Work to be completed:
Write every record out again exactly as given.

--- Start Entries shown ---

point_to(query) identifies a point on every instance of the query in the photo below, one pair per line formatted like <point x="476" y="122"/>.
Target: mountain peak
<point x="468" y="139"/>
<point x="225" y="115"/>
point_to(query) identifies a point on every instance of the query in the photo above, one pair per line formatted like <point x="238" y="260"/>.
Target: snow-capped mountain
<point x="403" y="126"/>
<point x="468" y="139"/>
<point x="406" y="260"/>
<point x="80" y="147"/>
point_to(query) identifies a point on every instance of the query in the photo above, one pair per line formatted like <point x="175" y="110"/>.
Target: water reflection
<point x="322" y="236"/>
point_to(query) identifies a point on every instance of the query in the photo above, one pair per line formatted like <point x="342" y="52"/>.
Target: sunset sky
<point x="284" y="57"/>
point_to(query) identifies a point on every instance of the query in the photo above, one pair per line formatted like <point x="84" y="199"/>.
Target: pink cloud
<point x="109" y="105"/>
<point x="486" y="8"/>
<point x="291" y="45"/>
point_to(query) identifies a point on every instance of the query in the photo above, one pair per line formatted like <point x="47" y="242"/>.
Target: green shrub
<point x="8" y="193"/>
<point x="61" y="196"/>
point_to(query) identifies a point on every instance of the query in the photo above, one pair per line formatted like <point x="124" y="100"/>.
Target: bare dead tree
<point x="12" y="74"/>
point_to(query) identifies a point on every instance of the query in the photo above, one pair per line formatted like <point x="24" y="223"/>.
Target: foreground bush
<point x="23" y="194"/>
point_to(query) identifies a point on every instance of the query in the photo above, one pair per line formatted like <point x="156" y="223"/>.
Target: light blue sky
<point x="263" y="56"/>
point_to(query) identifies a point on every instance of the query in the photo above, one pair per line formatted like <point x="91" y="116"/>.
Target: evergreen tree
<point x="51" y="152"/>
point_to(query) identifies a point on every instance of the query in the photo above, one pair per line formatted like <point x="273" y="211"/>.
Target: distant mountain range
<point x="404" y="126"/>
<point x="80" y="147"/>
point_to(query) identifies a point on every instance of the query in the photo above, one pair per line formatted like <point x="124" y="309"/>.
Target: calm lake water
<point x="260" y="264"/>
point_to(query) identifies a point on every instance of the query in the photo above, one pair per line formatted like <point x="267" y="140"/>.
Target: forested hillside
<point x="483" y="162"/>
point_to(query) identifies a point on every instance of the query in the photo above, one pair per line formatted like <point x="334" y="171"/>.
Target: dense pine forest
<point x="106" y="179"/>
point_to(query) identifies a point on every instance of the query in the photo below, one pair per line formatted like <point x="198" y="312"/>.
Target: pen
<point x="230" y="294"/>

--- End Entries shown ---

Full response:
point_to(query) identifies a point on every instance of the query in the photo below, one pair per line formatted like <point x="476" y="122"/>.
Target: mountain peak
<point x="468" y="139"/>
<point x="225" y="115"/>
point_to(query) identifies a point on every instance of the query in the photo above, one pair per line formatted like <point x="238" y="260"/>.
Target: snow-capped mountain
<point x="403" y="126"/>
<point x="468" y="139"/>
<point x="406" y="260"/>
<point x="80" y="147"/>
point_to(query) identifies a point on every instance of the query in the photo above, one pair per line formatted like <point x="175" y="110"/>.
Target: water reflection
<point x="322" y="236"/>
point_to(query) identifies a point on every instance of the query in the photo above, one pair per line formatted like <point x="342" y="52"/>.
Target: sunset sky
<point x="284" y="57"/>
point_to(query) identifies a point on every instance of the query in the photo above, one pair per line formatted like <point x="84" y="199"/>.
Target: pink cloud
<point x="109" y="105"/>
<point x="486" y="8"/>
<point x="291" y="45"/>
point_to(query) identifies a point on every instance of the query in the photo above, one pair per line formatted like <point x="47" y="242"/>.
Target: green shrub
<point x="8" y="193"/>
<point x="61" y="196"/>
point_to(query) identifies a point on every instance of the query in the photo above, one pair per line formatted like <point x="124" y="100"/>.
Target: bare dead tree
<point x="12" y="74"/>
point_to(query) identifies a point on every instance of the query in the photo above, one pair per line formatted like <point x="24" y="223"/>.
Target: foreground bush
<point x="23" y="194"/>
point_to(query) identifies a point on every instance of the query in the photo above, one pair per line formatted like <point x="156" y="223"/>.
Target: light blue sky
<point x="263" y="56"/>
point_to(query) identifies a point on every instance of the query in the photo above, one pair per line formatted like <point x="91" y="116"/>.
Target: evergreen tree
<point x="51" y="152"/>
point_to(query) identifies a point on every instance of the query in the photo above, one pair per line formatted like <point x="273" y="211"/>.
Target: distant mountain range
<point x="404" y="126"/>
<point x="80" y="147"/>
point_to(query) identifies a point on every instance of the query in the photo above, one pair per line formatted like <point x="124" y="309"/>.
Target: calm lake water
<point x="260" y="264"/>
point_to(query) identifies a point on every instance of the query in the photo above, one pair per line formatted like <point x="267" y="140"/>.
Target: forested hillside
<point x="483" y="162"/>
point_to(query) identifies a point on every instance of the query in the photo above, one pair per line formatted like <point x="334" y="171"/>.
Target: dense pine forest
<point x="106" y="179"/>
point_to(query) identifies a point on every instance of the query in the photo below, one pair per line formatted like <point x="198" y="312"/>.
Target: pen
<point x="230" y="294"/>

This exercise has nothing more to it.